- **REQUIREMENT**
What is the number of lines below that include "front"? Give that number alone.
____ GIVEN INFORMATION
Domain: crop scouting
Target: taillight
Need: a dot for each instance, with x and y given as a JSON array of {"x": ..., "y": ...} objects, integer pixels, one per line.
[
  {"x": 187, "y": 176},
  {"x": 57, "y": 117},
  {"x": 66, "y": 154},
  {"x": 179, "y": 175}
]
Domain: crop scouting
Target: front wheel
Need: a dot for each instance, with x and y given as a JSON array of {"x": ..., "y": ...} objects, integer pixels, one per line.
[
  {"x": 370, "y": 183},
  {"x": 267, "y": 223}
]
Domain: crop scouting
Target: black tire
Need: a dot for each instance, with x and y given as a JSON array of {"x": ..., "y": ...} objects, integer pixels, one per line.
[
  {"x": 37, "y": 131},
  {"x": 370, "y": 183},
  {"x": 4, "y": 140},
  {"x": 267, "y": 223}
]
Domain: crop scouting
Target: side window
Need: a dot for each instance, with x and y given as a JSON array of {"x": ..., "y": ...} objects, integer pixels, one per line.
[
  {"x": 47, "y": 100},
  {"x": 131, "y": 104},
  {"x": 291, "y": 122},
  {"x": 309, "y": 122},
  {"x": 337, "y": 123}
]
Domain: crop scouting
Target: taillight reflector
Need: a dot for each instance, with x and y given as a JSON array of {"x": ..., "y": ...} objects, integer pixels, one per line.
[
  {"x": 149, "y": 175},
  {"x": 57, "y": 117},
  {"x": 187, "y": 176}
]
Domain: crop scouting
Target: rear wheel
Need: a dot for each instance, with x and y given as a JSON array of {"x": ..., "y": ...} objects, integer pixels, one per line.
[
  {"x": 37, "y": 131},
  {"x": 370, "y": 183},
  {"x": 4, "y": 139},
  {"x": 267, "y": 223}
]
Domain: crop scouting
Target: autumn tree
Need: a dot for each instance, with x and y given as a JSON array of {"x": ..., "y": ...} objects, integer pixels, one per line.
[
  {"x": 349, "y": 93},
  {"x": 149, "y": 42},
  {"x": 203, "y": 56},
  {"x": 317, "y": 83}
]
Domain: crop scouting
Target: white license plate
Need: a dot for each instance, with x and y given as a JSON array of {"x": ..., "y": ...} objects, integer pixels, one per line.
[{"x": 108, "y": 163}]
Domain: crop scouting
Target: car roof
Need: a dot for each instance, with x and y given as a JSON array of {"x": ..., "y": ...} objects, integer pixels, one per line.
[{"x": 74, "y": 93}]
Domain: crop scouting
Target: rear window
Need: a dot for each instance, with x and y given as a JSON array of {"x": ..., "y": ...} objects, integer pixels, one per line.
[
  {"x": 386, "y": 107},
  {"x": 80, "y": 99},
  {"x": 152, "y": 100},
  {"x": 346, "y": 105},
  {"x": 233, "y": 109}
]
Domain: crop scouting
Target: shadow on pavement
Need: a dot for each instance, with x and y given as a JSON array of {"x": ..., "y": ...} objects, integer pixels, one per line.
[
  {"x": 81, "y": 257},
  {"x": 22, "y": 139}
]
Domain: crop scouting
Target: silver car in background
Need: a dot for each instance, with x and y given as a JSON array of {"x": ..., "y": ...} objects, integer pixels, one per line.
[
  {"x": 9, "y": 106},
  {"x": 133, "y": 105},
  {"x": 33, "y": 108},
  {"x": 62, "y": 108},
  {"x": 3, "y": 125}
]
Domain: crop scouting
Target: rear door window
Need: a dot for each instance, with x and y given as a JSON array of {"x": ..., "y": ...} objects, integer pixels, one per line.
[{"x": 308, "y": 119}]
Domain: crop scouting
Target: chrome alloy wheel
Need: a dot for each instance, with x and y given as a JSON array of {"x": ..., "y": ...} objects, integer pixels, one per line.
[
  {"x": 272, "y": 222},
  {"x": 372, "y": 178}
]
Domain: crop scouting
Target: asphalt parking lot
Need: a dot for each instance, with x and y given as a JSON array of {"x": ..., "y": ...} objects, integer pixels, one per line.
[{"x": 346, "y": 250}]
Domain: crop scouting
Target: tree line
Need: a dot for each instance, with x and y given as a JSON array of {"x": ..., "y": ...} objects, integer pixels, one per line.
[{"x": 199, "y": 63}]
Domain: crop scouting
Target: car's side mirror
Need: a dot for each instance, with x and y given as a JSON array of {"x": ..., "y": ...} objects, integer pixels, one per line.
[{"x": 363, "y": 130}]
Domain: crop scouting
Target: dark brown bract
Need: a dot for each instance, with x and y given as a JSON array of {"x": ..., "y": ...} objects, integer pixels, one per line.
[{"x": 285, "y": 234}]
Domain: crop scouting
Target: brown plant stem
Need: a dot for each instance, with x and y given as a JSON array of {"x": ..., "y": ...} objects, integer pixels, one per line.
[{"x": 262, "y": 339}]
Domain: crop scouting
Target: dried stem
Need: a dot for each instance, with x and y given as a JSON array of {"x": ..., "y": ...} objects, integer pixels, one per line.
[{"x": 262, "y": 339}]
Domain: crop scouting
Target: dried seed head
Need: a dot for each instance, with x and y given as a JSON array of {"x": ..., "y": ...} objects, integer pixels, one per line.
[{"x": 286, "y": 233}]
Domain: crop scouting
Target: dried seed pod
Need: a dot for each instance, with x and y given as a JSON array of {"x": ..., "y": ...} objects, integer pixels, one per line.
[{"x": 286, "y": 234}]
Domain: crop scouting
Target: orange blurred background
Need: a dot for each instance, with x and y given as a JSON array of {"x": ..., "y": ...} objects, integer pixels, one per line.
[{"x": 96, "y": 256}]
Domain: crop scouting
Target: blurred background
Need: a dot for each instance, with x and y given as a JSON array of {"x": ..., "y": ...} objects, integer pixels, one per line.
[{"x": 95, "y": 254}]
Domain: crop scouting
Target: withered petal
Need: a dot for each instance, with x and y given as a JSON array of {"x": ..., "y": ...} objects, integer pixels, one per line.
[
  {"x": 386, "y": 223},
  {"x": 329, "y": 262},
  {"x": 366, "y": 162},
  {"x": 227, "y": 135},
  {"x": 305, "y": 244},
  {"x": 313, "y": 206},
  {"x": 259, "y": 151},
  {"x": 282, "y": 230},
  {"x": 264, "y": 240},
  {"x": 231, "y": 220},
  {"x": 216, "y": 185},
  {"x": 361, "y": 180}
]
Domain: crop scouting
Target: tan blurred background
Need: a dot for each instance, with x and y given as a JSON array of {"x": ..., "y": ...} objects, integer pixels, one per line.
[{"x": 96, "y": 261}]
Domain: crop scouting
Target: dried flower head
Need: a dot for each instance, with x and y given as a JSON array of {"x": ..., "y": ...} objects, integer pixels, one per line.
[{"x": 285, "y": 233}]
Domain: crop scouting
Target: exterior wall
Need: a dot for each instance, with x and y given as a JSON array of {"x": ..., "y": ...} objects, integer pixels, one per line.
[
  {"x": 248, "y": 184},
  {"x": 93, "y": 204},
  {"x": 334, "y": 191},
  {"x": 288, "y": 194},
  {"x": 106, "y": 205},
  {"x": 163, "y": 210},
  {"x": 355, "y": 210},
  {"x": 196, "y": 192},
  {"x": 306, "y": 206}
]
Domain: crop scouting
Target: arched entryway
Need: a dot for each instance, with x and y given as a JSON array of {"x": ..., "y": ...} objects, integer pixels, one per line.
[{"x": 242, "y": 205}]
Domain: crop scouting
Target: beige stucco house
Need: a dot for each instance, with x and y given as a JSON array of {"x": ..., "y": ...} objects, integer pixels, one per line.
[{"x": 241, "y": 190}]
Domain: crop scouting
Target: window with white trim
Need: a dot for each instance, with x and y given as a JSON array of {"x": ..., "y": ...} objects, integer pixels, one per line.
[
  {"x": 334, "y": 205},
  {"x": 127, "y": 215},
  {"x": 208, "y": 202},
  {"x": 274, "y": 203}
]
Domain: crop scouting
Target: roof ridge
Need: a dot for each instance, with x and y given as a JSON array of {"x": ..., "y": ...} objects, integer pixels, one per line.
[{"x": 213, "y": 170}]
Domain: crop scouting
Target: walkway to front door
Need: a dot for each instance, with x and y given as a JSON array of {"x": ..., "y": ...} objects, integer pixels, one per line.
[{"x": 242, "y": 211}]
________
- **FINISHED TASK**
2